● **What to work on**
Reproduce the entire listing below verbatim, leaving out the picture.

● **Supplied data**

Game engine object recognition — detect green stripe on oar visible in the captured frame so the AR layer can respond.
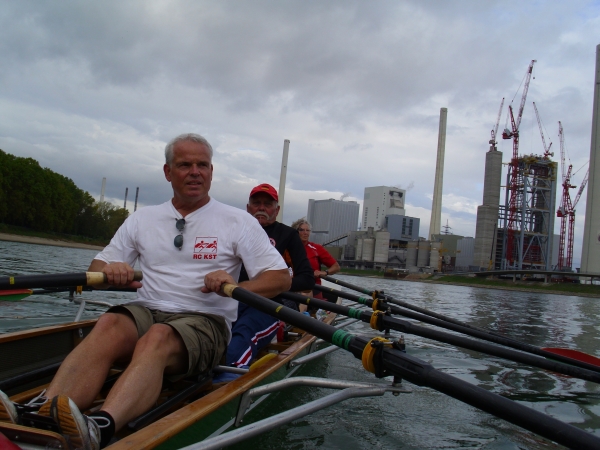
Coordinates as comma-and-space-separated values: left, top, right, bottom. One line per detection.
314, 277, 600, 372
223, 284, 600, 450
0, 289, 33, 302
280, 292, 600, 383
0, 271, 142, 290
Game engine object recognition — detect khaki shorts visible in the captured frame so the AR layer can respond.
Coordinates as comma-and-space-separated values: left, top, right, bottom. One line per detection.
108, 304, 229, 381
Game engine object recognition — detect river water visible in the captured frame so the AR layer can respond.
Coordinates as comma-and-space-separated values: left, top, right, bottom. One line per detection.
0, 241, 600, 450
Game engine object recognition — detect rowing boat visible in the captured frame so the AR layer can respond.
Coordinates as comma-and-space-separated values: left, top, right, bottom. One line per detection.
0, 280, 398, 450
0, 277, 600, 450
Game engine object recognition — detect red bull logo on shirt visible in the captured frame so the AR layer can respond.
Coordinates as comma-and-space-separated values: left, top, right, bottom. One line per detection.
194, 237, 218, 259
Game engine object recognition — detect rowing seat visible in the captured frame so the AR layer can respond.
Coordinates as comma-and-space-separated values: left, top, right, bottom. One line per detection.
127, 374, 212, 431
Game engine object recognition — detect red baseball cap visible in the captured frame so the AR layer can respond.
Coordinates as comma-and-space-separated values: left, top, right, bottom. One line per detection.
250, 183, 279, 202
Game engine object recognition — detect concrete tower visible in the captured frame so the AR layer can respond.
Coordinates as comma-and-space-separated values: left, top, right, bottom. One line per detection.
276, 139, 290, 223
473, 146, 502, 269
429, 108, 448, 240
581, 44, 600, 273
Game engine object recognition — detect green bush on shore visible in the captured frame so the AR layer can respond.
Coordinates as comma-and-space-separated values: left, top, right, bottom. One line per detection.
0, 150, 129, 245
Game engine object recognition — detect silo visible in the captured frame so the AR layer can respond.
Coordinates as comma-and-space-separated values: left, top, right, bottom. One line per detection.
429, 242, 442, 270
344, 245, 356, 261
362, 238, 375, 261
417, 241, 430, 267
356, 239, 363, 261
406, 241, 417, 268
374, 231, 390, 263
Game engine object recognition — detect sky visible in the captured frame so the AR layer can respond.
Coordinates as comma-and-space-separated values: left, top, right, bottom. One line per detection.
0, 0, 600, 266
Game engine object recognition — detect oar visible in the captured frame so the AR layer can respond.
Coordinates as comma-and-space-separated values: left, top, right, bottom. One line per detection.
0, 289, 33, 302
322, 277, 600, 372
0, 271, 142, 290
280, 292, 600, 383
223, 284, 600, 449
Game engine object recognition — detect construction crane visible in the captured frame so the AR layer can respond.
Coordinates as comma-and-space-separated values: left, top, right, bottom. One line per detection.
532, 102, 560, 159
490, 97, 504, 151
556, 121, 590, 270
502, 59, 537, 268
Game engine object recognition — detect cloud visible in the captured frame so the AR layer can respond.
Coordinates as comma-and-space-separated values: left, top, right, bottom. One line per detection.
0, 0, 600, 268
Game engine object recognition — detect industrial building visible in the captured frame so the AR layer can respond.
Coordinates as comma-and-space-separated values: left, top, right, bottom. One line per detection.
361, 186, 406, 230
496, 155, 558, 270
472, 139, 502, 269
306, 198, 360, 245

● **Solution to the problem**
Game engine object recognition — detect green stripe on oar visible in the captured frame so the AR layer can respond.
Coordinates as comma-and-space-separated values: left, top, right, bottom. One line per detection.
314, 277, 600, 372
223, 284, 600, 450
0, 289, 33, 302
280, 292, 600, 383
0, 271, 142, 290
Game engine object recognition — detect khaki shorts visible in the captured frame so the AR layer can respond.
Coordinates as comma-and-space-separated values: left, top, right, bottom. One line per detection.
108, 304, 229, 381
Game engine object recognition — detect river water visible in the captured frame so the AR layer can respond.
Coordinates as comma-and-space-separated values: left, top, right, bottom. One line per detection.
0, 241, 600, 450
Game engine object recognition — detect rowing boat visible in the captured frame so the AR layer can respond.
Coordinates as comma-and-space-separated values: left, top, right, bottom. One line per detection.
0, 280, 398, 450
0, 277, 600, 450
Game engine object recognition — detect red bull logo on shirt visible in the captured frame so the AR layer can respond.
Coordinates as comma-and-space-separated values: left, top, right, bottom. One line per detection.
194, 237, 218, 259
Game engine object recognition — detect rowing seat visible in the captured frame so the AR layer can respond.
Coordinates as comma-and-space-separated values: left, top, right, bottom. One line per detection.
127, 374, 212, 431
Game engine object recognition — detect red baseball cap visible in the captured frame so the AR layer can respond.
Coordinates as comma-and-space-separated values: left, top, right, bottom. One line per detection.
250, 183, 279, 202
Game engine object recognition — detect concrete tower visible in the captured frame so the AR layer can respond.
Coordinates as comma-and-space-separated values: left, top, right, bottom. One line per detection.
276, 139, 290, 223
473, 146, 502, 269
429, 108, 448, 240
581, 44, 600, 273
Game engine object recognition — detect green bush on shore visible in the captured frame so the AR layer can respond.
Coordinates as comma-and-space-separated values: left, top, right, bottom. One line per detection.
0, 150, 129, 245
Game engine object recognition — detect silo visible in the captured frame so the AR layer can respond.
Coordinates as comma-and-space-separated values: left, top, right, bottom. One line per detection.
429, 242, 442, 270
344, 245, 356, 261
362, 238, 375, 261
417, 241, 430, 267
356, 239, 363, 261
406, 241, 417, 268
374, 231, 390, 263
Game engine object recognition — detect sky visible in the captured frame so the AR layer can respond.
Coordinates as comma-and-space-separated values: left, top, right, bottom. One line per detection.
0, 0, 600, 266
Game engine object recognition — detect oar visible in the captured frame so the AR layer can respond.
Coordinates as comma-and-space-separated values: left, top, right, bottom. One line per detection.
0, 289, 33, 302
322, 277, 600, 372
0, 271, 142, 290
280, 292, 600, 383
223, 284, 600, 449
Game engine object recognition — detect construction crane visible in the captured frame so the AR layer can respond.
Coordinates as comma-and-space-separated values: left, top, right, bottom. One line per detection.
532, 102, 560, 159
490, 97, 504, 151
556, 121, 590, 270
502, 59, 537, 268
Game engine object recognition — detect cloud visible in the captured frame so the AR layer can respond.
Coordinates as comma-and-space-separated values: left, top, right, bottom. One line per detection.
0, 0, 600, 268
Game engine object recognition — detect industrial building visible in the captured frame so the AR layer can respond.
Coordinates as comma-and-space-separated values: left, top, right, bottom. One line per detection.
361, 186, 406, 230
496, 155, 558, 270
472, 139, 502, 269
306, 198, 360, 245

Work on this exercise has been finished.